- [Exercise]
Reproduce every line of all the records below word for word, leaving out the pictures.

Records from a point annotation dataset
--- begin ---

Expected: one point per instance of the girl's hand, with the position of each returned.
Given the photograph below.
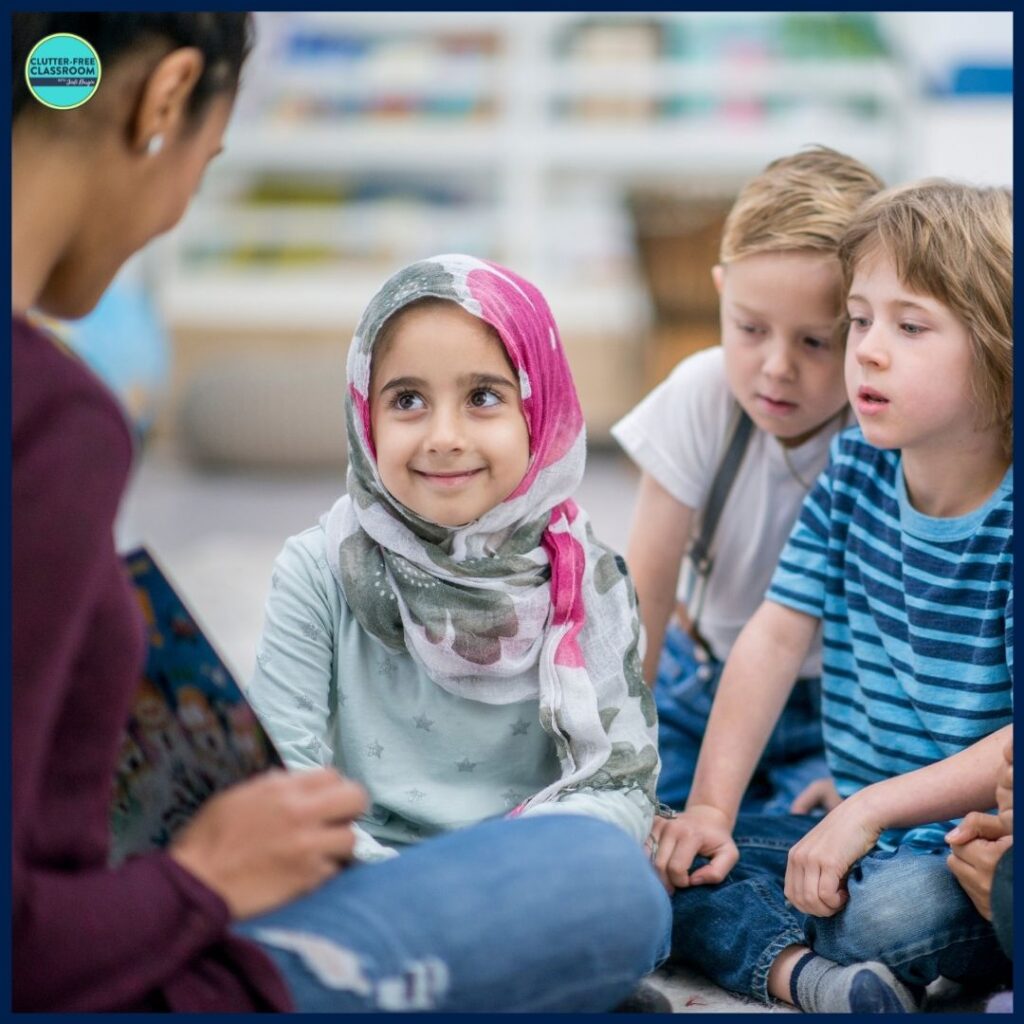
(268, 840)
(699, 830)
(978, 843)
(818, 864)
(821, 793)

--- end ---

- [The answer]
Expected: one point per instance of the girl's hand, with the position of each returned.
Given the photograph below.
(268, 840)
(699, 830)
(978, 843)
(818, 864)
(821, 793)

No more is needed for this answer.